**Data for this exercise**.

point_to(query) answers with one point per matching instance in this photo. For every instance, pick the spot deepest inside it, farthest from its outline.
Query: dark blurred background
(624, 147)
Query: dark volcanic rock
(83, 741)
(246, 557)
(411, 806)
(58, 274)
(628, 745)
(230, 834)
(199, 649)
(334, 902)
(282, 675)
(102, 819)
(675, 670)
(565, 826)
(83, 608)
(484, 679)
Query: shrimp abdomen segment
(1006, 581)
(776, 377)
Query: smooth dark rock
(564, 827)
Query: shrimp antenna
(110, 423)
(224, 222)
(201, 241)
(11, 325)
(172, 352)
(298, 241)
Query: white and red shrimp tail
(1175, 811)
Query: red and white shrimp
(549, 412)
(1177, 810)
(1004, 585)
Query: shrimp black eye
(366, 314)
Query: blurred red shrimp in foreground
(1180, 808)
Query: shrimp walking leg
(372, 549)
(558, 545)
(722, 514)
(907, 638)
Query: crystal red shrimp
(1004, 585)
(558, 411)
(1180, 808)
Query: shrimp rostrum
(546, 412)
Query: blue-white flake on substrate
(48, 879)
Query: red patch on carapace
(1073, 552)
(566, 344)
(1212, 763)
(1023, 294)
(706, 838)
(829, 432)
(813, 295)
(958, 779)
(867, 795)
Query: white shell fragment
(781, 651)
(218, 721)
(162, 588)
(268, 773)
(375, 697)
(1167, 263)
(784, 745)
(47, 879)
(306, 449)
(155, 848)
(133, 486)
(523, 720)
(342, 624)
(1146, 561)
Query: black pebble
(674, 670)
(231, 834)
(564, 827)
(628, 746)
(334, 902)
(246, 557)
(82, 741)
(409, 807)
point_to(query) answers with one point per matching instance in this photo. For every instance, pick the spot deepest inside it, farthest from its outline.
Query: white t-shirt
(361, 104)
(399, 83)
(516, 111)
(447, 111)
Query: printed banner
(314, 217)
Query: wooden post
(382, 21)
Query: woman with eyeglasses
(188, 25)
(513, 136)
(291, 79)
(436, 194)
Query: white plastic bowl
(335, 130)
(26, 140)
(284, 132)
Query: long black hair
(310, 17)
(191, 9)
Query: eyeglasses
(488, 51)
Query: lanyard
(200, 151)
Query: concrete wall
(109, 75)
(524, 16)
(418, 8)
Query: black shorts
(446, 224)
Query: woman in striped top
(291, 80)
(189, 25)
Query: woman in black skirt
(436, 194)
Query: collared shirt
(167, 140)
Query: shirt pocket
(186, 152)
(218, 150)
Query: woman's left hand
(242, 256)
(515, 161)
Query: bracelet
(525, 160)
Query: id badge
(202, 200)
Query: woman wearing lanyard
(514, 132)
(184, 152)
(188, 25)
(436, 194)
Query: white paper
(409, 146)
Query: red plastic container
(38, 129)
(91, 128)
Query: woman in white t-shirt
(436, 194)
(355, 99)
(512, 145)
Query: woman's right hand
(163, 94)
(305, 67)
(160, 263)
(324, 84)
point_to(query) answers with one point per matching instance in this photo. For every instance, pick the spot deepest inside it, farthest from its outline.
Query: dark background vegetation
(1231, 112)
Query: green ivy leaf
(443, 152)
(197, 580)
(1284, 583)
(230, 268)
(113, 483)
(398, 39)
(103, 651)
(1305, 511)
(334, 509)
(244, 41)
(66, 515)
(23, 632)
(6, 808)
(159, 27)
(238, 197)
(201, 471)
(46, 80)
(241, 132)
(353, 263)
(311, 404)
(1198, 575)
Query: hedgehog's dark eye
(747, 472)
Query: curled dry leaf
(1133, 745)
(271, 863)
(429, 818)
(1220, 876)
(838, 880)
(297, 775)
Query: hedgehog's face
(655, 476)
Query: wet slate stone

**Your objective**. Each record must be returned exactly as it is written.

**The answer**.
point_to(query) answers with one point per matching instance in this photo. For every instance, pick the spot deepest inside it, farthest from its outline.
Query: dark blurred background
(624, 147)
Query: dark volcanic rock
(83, 741)
(246, 557)
(411, 806)
(58, 274)
(628, 745)
(230, 834)
(199, 649)
(334, 902)
(282, 675)
(102, 819)
(675, 670)
(565, 826)
(83, 608)
(484, 679)
Query: shrimp abdomen segment
(1006, 581)
(776, 377)
Query: smooth dark rock
(564, 827)
Query: shrimp antenna
(110, 423)
(224, 222)
(201, 241)
(11, 325)
(172, 352)
(298, 241)
Query: white and red shrimp tail
(1175, 811)
Query: red and white shrimp
(549, 412)
(1177, 810)
(1004, 585)
Query: shrimp black eye
(366, 314)
Query: blurred red shrimp in foreground
(1180, 808)
Query: shrimp walking leg
(372, 549)
(558, 545)
(722, 514)
(907, 638)
Query: crystal red shrimp
(1004, 585)
(558, 411)
(1180, 808)
Query: shrimp rostrum
(546, 412)
Query: blue-white flake on substrate
(48, 879)
Query: red patch on carapace
(1073, 552)
(566, 344)
(1212, 763)
(1023, 294)
(706, 838)
(829, 432)
(813, 295)
(958, 779)
(867, 795)
Query: white shell fragment
(781, 651)
(218, 721)
(162, 588)
(268, 773)
(375, 697)
(1167, 263)
(784, 745)
(47, 879)
(306, 449)
(155, 848)
(133, 486)
(523, 720)
(342, 624)
(1146, 561)
Query: black pebble
(674, 670)
(231, 834)
(564, 827)
(628, 746)
(334, 902)
(246, 557)
(82, 741)
(409, 807)
point_to(query) answers with one point per matching instance in this photo. For every instance, pick the spot deepest inside it, farthest from its outline.
Query: white t-shirt
(361, 104)
(399, 83)
(516, 111)
(447, 111)
Query: printed banner
(314, 217)
Query: wooden post
(382, 21)
Query: woman with eyeglasses
(188, 25)
(513, 136)
(291, 79)
(436, 194)
Query: white plastic bowl
(335, 130)
(26, 140)
(284, 132)
Query: long black hair
(310, 17)
(191, 9)
Query: eyeglasses
(488, 51)
Query: lanyard
(200, 151)
Query: concrete wall
(109, 75)
(524, 16)
(418, 8)
Query: black shorts
(446, 224)
Query: woman in striped top
(291, 80)
(189, 25)
Query: woman in black skirt
(436, 194)
Query: collared shirt
(167, 140)
Query: shirt pocket
(186, 152)
(218, 150)
Query: woman's left hand
(242, 256)
(515, 161)
Query: bracelet
(525, 160)
Query: id badge
(202, 200)
Query: woman wearing lanyard
(514, 132)
(184, 152)
(188, 25)
(436, 194)
Query: white paper
(409, 146)
Query: red plastic container
(38, 129)
(91, 128)
Query: woman in white t-shirt
(436, 194)
(355, 99)
(512, 145)
Query: woman's right hand
(163, 94)
(305, 67)
(160, 263)
(324, 84)
point_to(query) answers with one point per matching instance in this photo. For every instance, pick the spot deepest inside it, farthest from its outline.
Query: dark background vegetation
(1231, 112)
Query: green ivy leaf
(443, 152)
(197, 580)
(1284, 583)
(230, 268)
(113, 483)
(398, 39)
(103, 651)
(1305, 511)
(334, 509)
(244, 41)
(66, 515)
(23, 632)
(6, 808)
(159, 27)
(238, 197)
(201, 471)
(46, 80)
(241, 132)
(353, 263)
(311, 404)
(1198, 575)
Query: hedgehog's dark eye
(747, 472)
Query: curled dry leaf
(1133, 745)
(271, 863)
(429, 818)
(1220, 876)
(838, 880)
(297, 775)
Query: hedgehog's face
(655, 476)
Query: wet slate stone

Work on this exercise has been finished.